=== GOAL ===
Transcribe all of the records below word for word, leaving out the pictures.

---------------

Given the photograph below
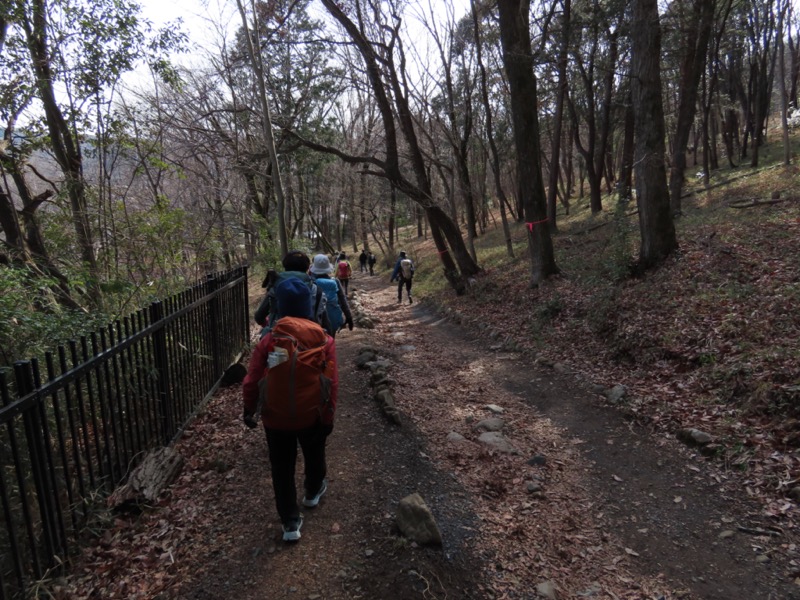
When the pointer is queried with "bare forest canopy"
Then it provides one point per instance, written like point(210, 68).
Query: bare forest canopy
point(341, 125)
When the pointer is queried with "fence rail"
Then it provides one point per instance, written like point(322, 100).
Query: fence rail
point(69, 435)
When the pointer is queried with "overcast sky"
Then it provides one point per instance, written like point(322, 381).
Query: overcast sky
point(205, 21)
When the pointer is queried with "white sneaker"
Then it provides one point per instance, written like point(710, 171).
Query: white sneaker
point(313, 502)
point(291, 529)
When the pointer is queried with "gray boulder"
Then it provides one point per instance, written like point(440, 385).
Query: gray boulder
point(415, 521)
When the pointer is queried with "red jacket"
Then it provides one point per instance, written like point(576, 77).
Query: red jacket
point(257, 370)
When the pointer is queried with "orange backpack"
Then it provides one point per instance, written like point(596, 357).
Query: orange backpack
point(296, 388)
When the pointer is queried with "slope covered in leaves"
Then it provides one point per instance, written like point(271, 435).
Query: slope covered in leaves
point(710, 340)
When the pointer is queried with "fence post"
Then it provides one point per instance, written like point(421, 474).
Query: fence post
point(161, 364)
point(246, 308)
point(214, 322)
point(34, 434)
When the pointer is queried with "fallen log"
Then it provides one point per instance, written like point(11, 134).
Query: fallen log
point(760, 202)
point(158, 469)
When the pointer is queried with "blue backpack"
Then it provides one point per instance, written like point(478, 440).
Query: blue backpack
point(318, 300)
point(330, 287)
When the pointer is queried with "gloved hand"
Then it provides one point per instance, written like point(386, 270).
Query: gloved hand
point(250, 420)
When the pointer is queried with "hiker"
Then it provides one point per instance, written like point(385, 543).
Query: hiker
point(372, 260)
point(336, 306)
point(403, 272)
point(362, 261)
point(292, 382)
point(343, 272)
point(295, 264)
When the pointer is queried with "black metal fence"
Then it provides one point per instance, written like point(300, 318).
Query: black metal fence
point(78, 424)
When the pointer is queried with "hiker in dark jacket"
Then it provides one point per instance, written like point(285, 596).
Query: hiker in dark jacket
point(362, 261)
point(404, 273)
point(294, 302)
point(372, 260)
point(337, 307)
point(295, 264)
point(343, 272)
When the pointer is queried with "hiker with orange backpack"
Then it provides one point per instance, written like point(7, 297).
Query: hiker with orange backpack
point(292, 383)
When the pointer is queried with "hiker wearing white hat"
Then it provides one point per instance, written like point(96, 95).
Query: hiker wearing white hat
point(337, 307)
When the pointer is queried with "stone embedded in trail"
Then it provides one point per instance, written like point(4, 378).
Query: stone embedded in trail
point(490, 424)
point(416, 522)
point(592, 590)
point(694, 437)
point(538, 461)
point(616, 394)
point(547, 590)
point(496, 440)
point(364, 357)
point(376, 365)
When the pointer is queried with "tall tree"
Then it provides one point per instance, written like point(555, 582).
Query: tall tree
point(652, 196)
point(695, 31)
point(266, 118)
point(558, 118)
point(488, 111)
point(385, 79)
point(518, 61)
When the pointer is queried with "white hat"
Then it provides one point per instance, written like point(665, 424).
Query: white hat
point(321, 265)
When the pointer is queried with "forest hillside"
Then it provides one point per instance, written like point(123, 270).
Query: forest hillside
point(709, 341)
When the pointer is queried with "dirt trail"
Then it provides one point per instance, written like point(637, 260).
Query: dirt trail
point(590, 506)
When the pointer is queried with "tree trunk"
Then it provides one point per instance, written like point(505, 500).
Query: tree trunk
point(652, 195)
point(253, 50)
point(518, 62)
point(698, 34)
point(626, 167)
point(558, 117)
point(488, 116)
point(65, 147)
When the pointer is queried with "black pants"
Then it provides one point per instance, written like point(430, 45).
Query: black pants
point(400, 282)
point(283, 457)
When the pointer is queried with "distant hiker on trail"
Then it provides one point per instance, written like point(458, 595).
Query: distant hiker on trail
point(404, 273)
point(362, 261)
point(343, 272)
point(336, 306)
point(292, 382)
point(296, 264)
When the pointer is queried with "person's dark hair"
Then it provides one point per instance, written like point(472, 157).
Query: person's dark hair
point(295, 260)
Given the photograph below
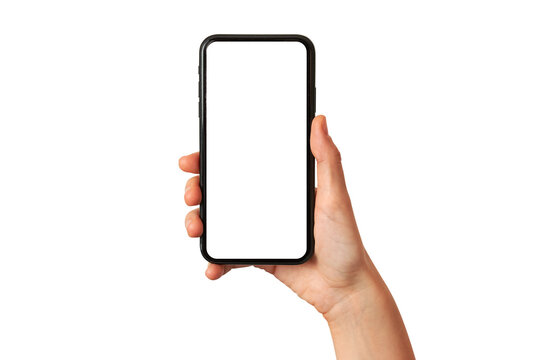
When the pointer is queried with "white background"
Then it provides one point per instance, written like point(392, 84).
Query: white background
point(256, 141)
point(434, 106)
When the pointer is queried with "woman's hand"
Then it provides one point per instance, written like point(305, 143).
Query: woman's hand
point(339, 280)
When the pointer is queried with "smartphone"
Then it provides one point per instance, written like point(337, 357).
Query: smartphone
point(256, 104)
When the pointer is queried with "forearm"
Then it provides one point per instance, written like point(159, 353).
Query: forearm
point(367, 324)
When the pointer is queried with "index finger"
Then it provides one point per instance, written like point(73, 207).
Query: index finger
point(189, 163)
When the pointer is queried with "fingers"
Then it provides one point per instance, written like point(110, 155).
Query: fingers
point(215, 271)
point(328, 159)
point(193, 224)
point(190, 163)
point(193, 194)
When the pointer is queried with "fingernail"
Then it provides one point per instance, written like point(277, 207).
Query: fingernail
point(325, 126)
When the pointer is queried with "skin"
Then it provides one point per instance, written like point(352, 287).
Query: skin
point(340, 280)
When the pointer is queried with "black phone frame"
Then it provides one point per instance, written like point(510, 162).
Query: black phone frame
point(311, 109)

---------------

=== EXERCISE SOLUTION ===
Given the photograph below
When the pointer is queried with "bare forest canopy"
Then it provides one point per instance, written like point(210, 68).
Query: bare forest canopy
point(341, 125)
When the pointer is queried with "fence rail"
Then it provides one point per instance, written like point(322, 100).
Query: fence rail
point(69, 435)
When the pointer is queried with "overcast sky"
Then it provides one point per instance, written like point(322, 381).
Query: overcast sky
point(205, 21)
When the pointer is queried with "white sneaker"
Then it provides one point per instance, written like point(710, 171).
Query: white sneaker
point(313, 502)
point(291, 529)
When the pointer is queried with "gray boulder"
Then it provides one point per instance, written like point(440, 385).
Query: gray boulder
point(415, 521)
When the pointer is queried with "red jacket"
Then it provides one point per instance, written like point(576, 77).
Query: red jacket
point(257, 370)
When the pointer is queried with "orange backpack"
Then it provides one point per instance, written like point(596, 357).
Query: orange backpack
point(296, 388)
When the pointer is queried with "slope covered in leaves"
Then it provides one point per instance, written like point(271, 435).
Query: slope covered in leaves
point(710, 340)
When the pointer is queried with "fence post"
Then it provides one point per instance, written like point(421, 474).
Query: fence post
point(161, 364)
point(246, 308)
point(214, 322)
point(34, 434)
When the pointer is queried with "fallen log"
Then it provides one point per instance, written like point(11, 134).
Query: fallen log
point(760, 202)
point(158, 469)
When the pointer is queried with "blue backpack"
Then it provides one point per instance, written like point(478, 440).
Query: blue backpack
point(318, 300)
point(330, 287)
When the pointer is queried with "gloved hand"
Then it provides one point per instance, written like point(386, 270).
Query: gloved hand
point(250, 420)
When the pointer is queried with "hiker"
Then it provides one point per instance, written like point(385, 543).
Query: hiker
point(372, 260)
point(336, 306)
point(403, 272)
point(362, 261)
point(292, 382)
point(343, 272)
point(295, 264)
When the pointer is queried with "black metal fence"
Then it provides one point per instance, written like point(300, 318).
Query: black metal fence
point(78, 424)
When the pointer is queried with "hiker in dark jacket"
Then it provides one point per instance, written like point(285, 596).
Query: hiker in dark jacket
point(362, 261)
point(404, 273)
point(294, 302)
point(372, 260)
point(337, 307)
point(295, 264)
point(343, 272)
When the pointer is queried with "hiker with orange backpack"
Then it provides one point per instance, written like point(7, 297).
Query: hiker with orange backpack
point(292, 383)
When the pointer is queried with "hiker wearing white hat"
Then it provides one point per instance, written like point(96, 95).
Query: hiker wearing white hat
point(337, 307)
When the pointer is queried with "stone embedded in trail"
Then it provides one point per instance, written like point(4, 378).
Query: stone embedded in trail
point(490, 424)
point(416, 522)
point(592, 590)
point(694, 437)
point(538, 461)
point(616, 394)
point(547, 590)
point(496, 440)
point(364, 357)
point(376, 365)
When the pointer is queried with "tall tree"
Then it provides one point per instance, written like point(555, 582).
Query: tall tree
point(652, 196)
point(695, 31)
point(266, 118)
point(558, 118)
point(488, 111)
point(385, 79)
point(518, 61)
When the pointer is queried with "white hat"
Then it provides one point per instance, written like point(665, 424).
Query: white hat
point(321, 265)
When the pointer is queried with "forest hillside"
Then it provides one point per instance, written like point(123, 270).
Query: forest hillside
point(709, 341)
When the pointer is queried with "dirt trail"
Then it provides one point per instance, written like point(637, 260).
Query: dirt trail
point(590, 506)
When the pointer is queried with "tree trunk"
Then it provides one point per instance, written like point(505, 500).
Query: tree trunk
point(652, 195)
point(253, 50)
point(518, 62)
point(698, 34)
point(626, 167)
point(558, 117)
point(488, 116)
point(65, 147)
When the pointer is queried with "black pants"
Then it provides one point per instance, written like point(430, 45).
Query: black pants
point(400, 282)
point(283, 457)
When the pointer is queried with "distant hiker on trail"
Then it provides one point per instance, written like point(458, 595).
Query: distant hiker on trail
point(404, 273)
point(362, 261)
point(343, 272)
point(336, 306)
point(292, 382)
point(296, 264)
When the pointer is queried with "person's dark hair"
Then it provides one point per instance, written like point(472, 157).
Query: person's dark hair
point(295, 260)
Given the photograph below
When the pointer is queried with "white background"
Then it provides one point per instance, written like point(392, 84).
Query: white background
point(256, 141)
point(434, 106)
When the pointer is queried with "woman's hand"
Then it provides one point per instance, written like point(305, 143).
Query: woman's hand
point(339, 280)
When the pointer is queried with "smartphone"
Then it provides one point per instance, written like point(337, 357).
Query: smartphone
point(256, 104)
When the pointer is queried with "forearm"
Then it provides one point per instance, written like point(159, 353).
Query: forearm
point(367, 324)
When the pointer is queried with "index finger"
Then it provides one point per instance, written like point(73, 207).
Query: index finger
point(189, 163)
When the pointer is queried with "fingers"
Then it provides one point per instance, written like point(110, 155).
Query: fingers
point(215, 271)
point(328, 159)
point(193, 224)
point(190, 163)
point(193, 194)
When the pointer is queried with "fingernail"
Then it provides one point per instance, written like point(277, 207).
Query: fingernail
point(325, 126)
When the pointer is queried with "skin"
Then it provides one point per instance, written like point(352, 287).
Query: skin
point(340, 280)
When the pointer is queried with "black phone frame"
Then it provides one point per instance, written like point(510, 162).
Query: black phone frame
point(311, 109)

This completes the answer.